• **The task**: The entries are to be repeated exactly, with all pictures omitted.

Recorded data
- Opening Delimiter -
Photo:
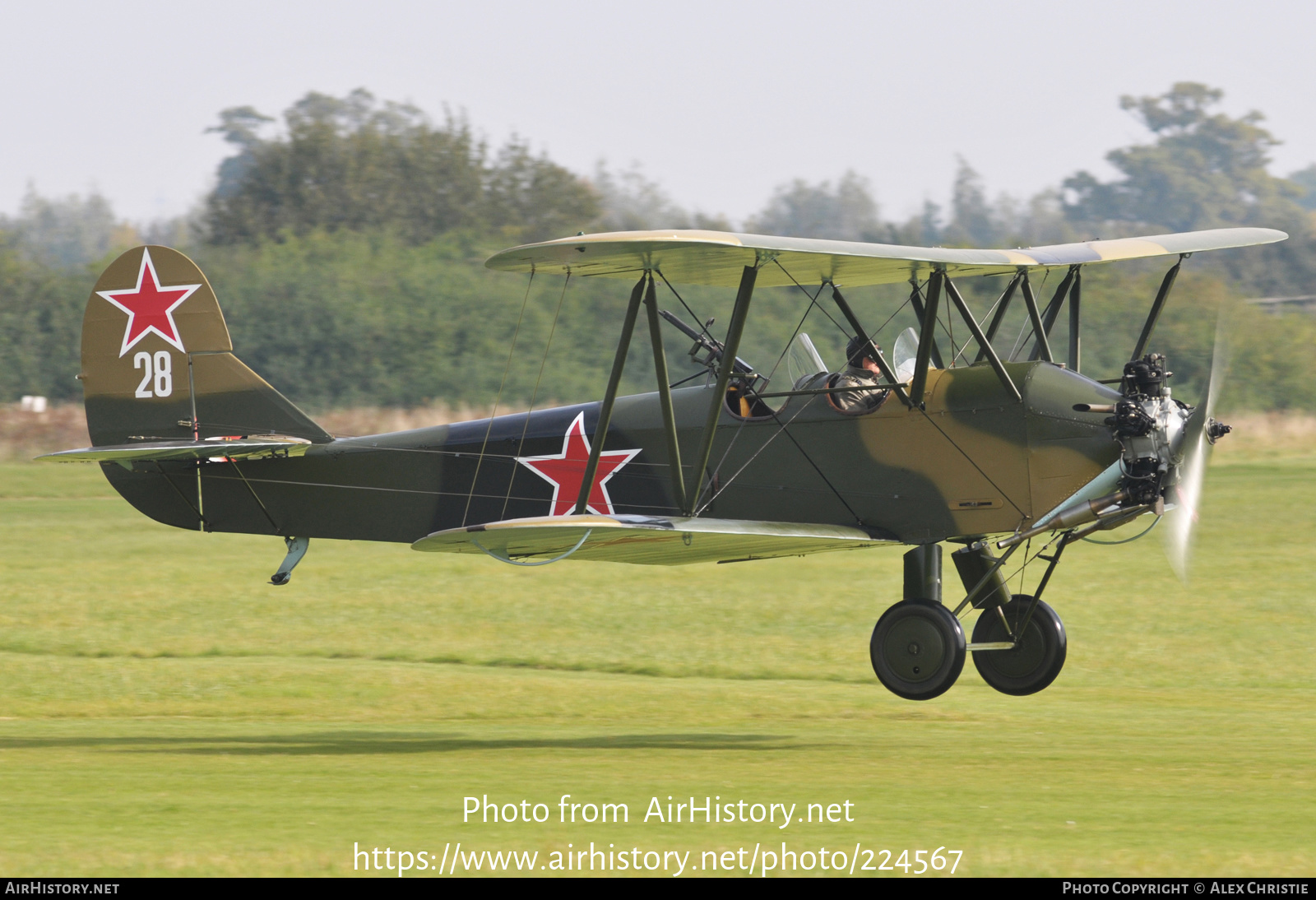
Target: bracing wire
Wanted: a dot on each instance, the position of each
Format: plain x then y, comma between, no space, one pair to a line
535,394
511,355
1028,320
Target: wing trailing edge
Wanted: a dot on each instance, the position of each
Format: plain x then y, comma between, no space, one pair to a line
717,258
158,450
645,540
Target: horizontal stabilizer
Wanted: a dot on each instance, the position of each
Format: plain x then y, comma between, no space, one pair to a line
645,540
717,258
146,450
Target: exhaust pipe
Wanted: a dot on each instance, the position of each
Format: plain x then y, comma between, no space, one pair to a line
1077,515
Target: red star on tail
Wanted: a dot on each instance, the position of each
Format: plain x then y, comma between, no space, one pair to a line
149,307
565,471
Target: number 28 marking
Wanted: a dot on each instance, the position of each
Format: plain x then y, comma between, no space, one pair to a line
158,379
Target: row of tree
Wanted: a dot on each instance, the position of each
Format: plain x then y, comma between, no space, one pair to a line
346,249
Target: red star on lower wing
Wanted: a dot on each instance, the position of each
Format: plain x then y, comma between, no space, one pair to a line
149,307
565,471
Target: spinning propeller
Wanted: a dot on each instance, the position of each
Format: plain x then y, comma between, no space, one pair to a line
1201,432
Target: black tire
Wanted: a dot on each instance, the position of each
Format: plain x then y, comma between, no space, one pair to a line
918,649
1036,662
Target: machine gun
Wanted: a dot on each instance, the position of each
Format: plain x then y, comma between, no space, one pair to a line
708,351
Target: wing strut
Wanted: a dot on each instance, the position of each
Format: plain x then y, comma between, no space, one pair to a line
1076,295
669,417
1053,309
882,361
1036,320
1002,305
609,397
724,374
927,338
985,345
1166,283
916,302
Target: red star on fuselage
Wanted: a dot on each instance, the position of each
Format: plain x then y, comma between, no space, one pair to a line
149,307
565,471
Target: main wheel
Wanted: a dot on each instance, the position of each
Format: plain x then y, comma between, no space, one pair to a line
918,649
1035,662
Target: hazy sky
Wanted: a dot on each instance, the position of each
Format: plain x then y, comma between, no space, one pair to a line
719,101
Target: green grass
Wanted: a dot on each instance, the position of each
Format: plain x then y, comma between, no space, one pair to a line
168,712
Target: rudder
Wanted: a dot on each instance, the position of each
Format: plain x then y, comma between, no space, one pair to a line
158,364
- Closing Delimiter -
• **The answer**:
Photo:
Target: bracing wire
Wanted: a dot on each instance, the position of each
Format: plain x then y, comma between, no space, one pair to a line
535,394
511,355
1028,320
Target: wing trailing edge
Wanted: a dot on each instance, the position of each
Format: plain x then y, comma between, no space, one pair to a line
717,258
158,450
645,540
Target: horizontal stabilizer
Wanted: a dot on each instance, the position of each
Format: plain x then y, comma between, no space, one pair to a line
645,540
717,258
146,450
Target: exhaust pipe
Wanted: a dot on each instance, the position of each
Format: plain x then y, comma between, no space, one pair to a line
1077,515
Target: red star on tail
Wanted: a dot on each instance, the position of each
Format: plain x then y, comma between, no space, one pair to a line
149,307
565,471
Target: number 28 marking
Wanted: a dot on each instance, the position of each
Format: plain x then y, comma between, no space, one pair to a line
158,379
Target: row of tree
Wanted: a dot on each instance, the position of each
Format: plain x then y, comma between, no space, one pair to a line
346,249
Target: red star on lower wing
Wanted: a dot on each instance, the position of each
Format: plain x then y, comma between, no space, one pair to a line
149,307
565,471
Target: spinning propeller
Wanted: a dot on each instance, the position of each
Format: plain x then y, comma between, no space, one pair to a line
1201,432
Target: black tire
Wanted: a dot on each instance, the position of each
Format: plain x then y, comma between, no space, one pair to a line
918,649
1036,662
Target: machine gun
Wanted: a dot on each instance, the position of each
Format: plain x then y, comma between, no space, one pair to a line
708,351
Target: wing strut
Wanted: a dot on each instance, the position of each
Format: plain x then y, comma between, no space, one pair to a line
1076,295
669,417
1053,309
882,361
1036,320
1002,305
609,397
724,374
927,338
985,345
1166,283
916,302
Target: red star on fuselage
Wanted: a dot on each instance, the position of each
Format: plain x then y, comma between, no space, one pair to a line
149,307
565,471
Target: main wheel
Wanted: a dot on each instance, the position of each
Format: plain x then y, comma between, no space, one pair to a line
918,649
1035,662
Target: hazy sky
Wanted: a dot on each instance, the position of each
Format: plain x then y, comma between, no space, one pair to a line
719,101
Target: green grass
Wanted: a dot on each instance, the position of each
Format: plain x then y, comma between, no space, one pair to a line
168,712
Target: rudder
Wanted: a dot on each instance, the position of each
Format: plain x then y, comma between, no space, one pair to a line
158,364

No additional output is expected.